■ **What the task requires**: Each record should be output exactly, with every character kept.

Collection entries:
----------
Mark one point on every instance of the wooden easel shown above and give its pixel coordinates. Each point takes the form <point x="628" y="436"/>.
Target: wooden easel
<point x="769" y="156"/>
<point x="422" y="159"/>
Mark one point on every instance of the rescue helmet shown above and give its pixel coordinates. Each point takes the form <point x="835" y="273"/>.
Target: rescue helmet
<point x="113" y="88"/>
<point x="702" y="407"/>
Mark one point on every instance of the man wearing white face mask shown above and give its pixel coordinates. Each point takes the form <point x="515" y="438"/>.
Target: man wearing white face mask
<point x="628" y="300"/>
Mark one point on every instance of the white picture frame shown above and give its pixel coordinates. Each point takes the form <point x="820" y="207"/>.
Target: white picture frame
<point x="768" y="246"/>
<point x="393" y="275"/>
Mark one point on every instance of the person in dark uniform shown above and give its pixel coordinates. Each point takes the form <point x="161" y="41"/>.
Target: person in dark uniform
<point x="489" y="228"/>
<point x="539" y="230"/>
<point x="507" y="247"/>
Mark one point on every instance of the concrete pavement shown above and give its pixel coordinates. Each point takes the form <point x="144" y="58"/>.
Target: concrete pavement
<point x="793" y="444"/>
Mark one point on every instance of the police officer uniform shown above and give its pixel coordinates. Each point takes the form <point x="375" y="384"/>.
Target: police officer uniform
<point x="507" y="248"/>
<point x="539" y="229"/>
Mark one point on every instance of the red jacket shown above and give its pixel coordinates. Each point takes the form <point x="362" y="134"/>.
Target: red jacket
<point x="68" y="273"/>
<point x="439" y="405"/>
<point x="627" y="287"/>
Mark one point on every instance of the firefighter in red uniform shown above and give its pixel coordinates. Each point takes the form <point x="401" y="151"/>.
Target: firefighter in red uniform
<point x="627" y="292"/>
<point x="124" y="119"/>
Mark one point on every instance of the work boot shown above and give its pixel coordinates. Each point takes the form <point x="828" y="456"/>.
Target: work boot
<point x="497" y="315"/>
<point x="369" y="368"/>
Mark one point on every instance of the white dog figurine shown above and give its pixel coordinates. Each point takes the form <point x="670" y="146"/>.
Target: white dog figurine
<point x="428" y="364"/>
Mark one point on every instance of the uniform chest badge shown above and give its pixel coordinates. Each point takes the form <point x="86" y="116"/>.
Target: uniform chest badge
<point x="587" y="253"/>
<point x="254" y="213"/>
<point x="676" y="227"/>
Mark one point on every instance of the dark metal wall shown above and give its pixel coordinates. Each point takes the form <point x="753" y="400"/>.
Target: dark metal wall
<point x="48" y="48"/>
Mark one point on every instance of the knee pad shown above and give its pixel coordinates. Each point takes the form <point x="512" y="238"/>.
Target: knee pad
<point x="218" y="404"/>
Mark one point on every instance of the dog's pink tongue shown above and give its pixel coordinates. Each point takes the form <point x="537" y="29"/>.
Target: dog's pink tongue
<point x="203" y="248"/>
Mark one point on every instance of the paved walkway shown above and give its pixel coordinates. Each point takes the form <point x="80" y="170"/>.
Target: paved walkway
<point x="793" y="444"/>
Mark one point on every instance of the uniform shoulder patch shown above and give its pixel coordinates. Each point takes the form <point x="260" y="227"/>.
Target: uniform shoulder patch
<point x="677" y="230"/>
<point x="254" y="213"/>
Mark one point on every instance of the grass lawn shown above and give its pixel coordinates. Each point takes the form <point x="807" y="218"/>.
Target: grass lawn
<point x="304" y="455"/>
----------
■ **Answer below**:
Mark one point on every instance of the wooden easel shown above and give its pixel coordinates. Each point takes the form <point x="628" y="436"/>.
Target: wooden easel
<point x="769" y="156"/>
<point x="422" y="159"/>
Mark one point on every instance of the rescue helmet shown above and give its pixel coordinates. Each point takes the form <point x="835" y="273"/>.
Target: rescue helmet
<point x="113" y="88"/>
<point x="702" y="407"/>
Mark one point on every instance of the man wearing white face mask shown above and give its pixel coordinates. Each point takes the form <point x="515" y="438"/>.
Target: man wearing white face mask
<point x="628" y="300"/>
Mark one point on every instance of the white picture frame shown above and give its pixel coordinates. Each point takes the form <point x="820" y="207"/>.
Target: white picture frame
<point x="768" y="246"/>
<point x="393" y="275"/>
Mark one point on every instance of the person in dark uniform shown above and give its pixel coordinates. Each point takes the form <point x="161" y="41"/>.
Target: person in dark uniform
<point x="489" y="228"/>
<point x="539" y="230"/>
<point x="507" y="247"/>
Mark one point on every instance of the concrete pavement shown above and give its pixel coordinates. Each point takes the form <point x="144" y="58"/>.
Target: concrete pavement
<point x="793" y="444"/>
Mark one point on every instance of the police officer uniform shown above and give its pixel coordinates. Each point takes the form <point x="375" y="384"/>.
Target: police officer uniform
<point x="507" y="248"/>
<point x="539" y="229"/>
Mark one point on every instance of the red jacket shown above and give its pixel coordinates. Each point takes the form <point x="362" y="134"/>.
Target: red jacket
<point x="68" y="273"/>
<point x="439" y="405"/>
<point x="627" y="287"/>
Mark one point on every instance of the firefighter in red uniform shown above and give its pixel coordinates. Each point takes the form <point x="401" y="151"/>.
Target: firefighter in red uniform
<point x="627" y="292"/>
<point x="124" y="119"/>
Mark one point on every instance of the work boot shown above and give its pixel coordinates. Each point takes the form <point x="828" y="456"/>.
Target: work boot
<point x="497" y="315"/>
<point x="369" y="368"/>
Mark one point on every instance of the white dog figurine shown above and give its pixel coordinates. Each point takes the form <point x="670" y="146"/>.
Target: white dog figurine
<point x="428" y="364"/>
Mark one point on every instance of the uniform chest badge shown above and give its pixel coordinates. Each point takes the form <point x="86" y="116"/>.
Target: uniform chest badge
<point x="587" y="253"/>
<point x="254" y="213"/>
<point x="676" y="227"/>
Mark one point on every instance of the dark metal wall shown above and give its pixel coordinates. Each point takes the form <point x="753" y="400"/>.
Target: dark metal wall
<point x="48" y="48"/>
Mark one point on every instance of the knee pad shown above and give its pixel coordinates. Each point takes the form <point x="512" y="238"/>.
Target: knee pad
<point x="218" y="404"/>
Mark one point on every instance of the dog's pink tongue shown above and give its pixel coordinates. Each point takes the form <point x="537" y="29"/>.
Target: dog's pink tongue
<point x="203" y="248"/>
Mark one point on every instance of the paved walkway shown above and give its pixel coordinates. Each point takes the form <point x="80" y="170"/>.
Target: paved walkway
<point x="793" y="444"/>
Mark one point on every instance of the uniform shoulder patch shown above and give its pixel coordinates. Each point takes the form <point x="260" y="227"/>.
Target: uniform shoulder patch
<point x="677" y="230"/>
<point x="254" y="213"/>
Mark one point on every instance of the grass lawn shown above and give its pixel coordinates. Each point takes the form <point x="807" y="218"/>.
Target: grass lawn
<point x="304" y="455"/>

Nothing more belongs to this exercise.